Deine Aufgabe: Gib aus den Daten unten alles von der Zeile mit „Would you be able to indicate the protest“ bis hinunter zum Ende der Daten Zeichen für Zeichen aus, die Zeile mit „Would you be able to indicate the protest“ eingeschlossen.

Einträge im Datensatz
::::::::::

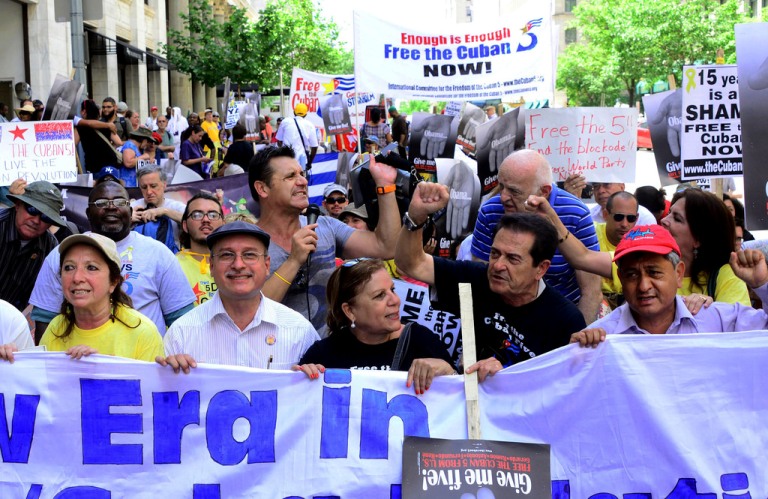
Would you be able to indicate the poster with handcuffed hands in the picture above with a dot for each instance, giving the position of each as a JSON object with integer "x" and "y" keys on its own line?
{"x": 432, "y": 136}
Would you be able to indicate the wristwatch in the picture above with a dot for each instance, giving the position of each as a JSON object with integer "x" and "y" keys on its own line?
{"x": 412, "y": 226}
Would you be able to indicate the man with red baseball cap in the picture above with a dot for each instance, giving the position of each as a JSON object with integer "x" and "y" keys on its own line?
{"x": 650, "y": 270}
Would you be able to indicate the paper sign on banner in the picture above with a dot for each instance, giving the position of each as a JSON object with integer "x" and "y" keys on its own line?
{"x": 616, "y": 425}
{"x": 38, "y": 150}
{"x": 510, "y": 59}
{"x": 233, "y": 113}
{"x": 597, "y": 142}
{"x": 711, "y": 133}
{"x": 437, "y": 468}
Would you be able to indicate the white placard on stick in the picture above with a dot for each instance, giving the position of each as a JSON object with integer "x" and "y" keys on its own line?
{"x": 37, "y": 150}
{"x": 711, "y": 136}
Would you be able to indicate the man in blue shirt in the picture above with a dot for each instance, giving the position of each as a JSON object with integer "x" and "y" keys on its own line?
{"x": 524, "y": 173}
{"x": 651, "y": 271}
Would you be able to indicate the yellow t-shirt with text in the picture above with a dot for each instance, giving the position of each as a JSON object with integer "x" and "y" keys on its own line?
{"x": 133, "y": 336}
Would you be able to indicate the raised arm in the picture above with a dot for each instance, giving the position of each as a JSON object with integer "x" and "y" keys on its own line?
{"x": 574, "y": 251}
{"x": 410, "y": 257}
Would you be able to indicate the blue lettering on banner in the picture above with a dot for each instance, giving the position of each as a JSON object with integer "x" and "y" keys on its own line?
{"x": 206, "y": 491}
{"x": 169, "y": 420}
{"x": 16, "y": 443}
{"x": 374, "y": 428}
{"x": 228, "y": 406}
{"x": 685, "y": 488}
{"x": 98, "y": 424}
{"x": 83, "y": 492}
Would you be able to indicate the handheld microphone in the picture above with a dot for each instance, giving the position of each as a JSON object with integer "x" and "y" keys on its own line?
{"x": 313, "y": 211}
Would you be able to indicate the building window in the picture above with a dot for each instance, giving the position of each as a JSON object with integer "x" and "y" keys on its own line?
{"x": 570, "y": 36}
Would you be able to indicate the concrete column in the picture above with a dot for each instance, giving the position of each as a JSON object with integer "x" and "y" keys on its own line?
{"x": 50, "y": 48}
{"x": 181, "y": 85}
{"x": 198, "y": 97}
{"x": 104, "y": 71}
{"x": 210, "y": 98}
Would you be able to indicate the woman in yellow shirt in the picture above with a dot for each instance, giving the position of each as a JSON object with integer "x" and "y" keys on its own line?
{"x": 704, "y": 229}
{"x": 97, "y": 316}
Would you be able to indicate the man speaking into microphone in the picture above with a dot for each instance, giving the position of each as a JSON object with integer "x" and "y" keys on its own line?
{"x": 278, "y": 184}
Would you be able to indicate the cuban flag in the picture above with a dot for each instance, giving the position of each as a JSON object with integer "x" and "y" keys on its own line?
{"x": 322, "y": 173}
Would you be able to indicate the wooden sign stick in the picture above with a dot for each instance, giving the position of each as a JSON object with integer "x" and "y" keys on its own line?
{"x": 469, "y": 355}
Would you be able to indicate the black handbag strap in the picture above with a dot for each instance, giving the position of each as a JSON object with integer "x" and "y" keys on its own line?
{"x": 402, "y": 347}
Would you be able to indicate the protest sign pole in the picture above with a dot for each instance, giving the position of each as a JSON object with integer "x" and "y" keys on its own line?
{"x": 357, "y": 123}
{"x": 470, "y": 357}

::::::::::

Gelöste Aufgabe:
Would you be able to indicate the protest sign pole in the picture above with a dot for each instance, giving the position of each as a JSON object with integer "x" and "y" keys on its own line?
{"x": 357, "y": 123}
{"x": 470, "y": 357}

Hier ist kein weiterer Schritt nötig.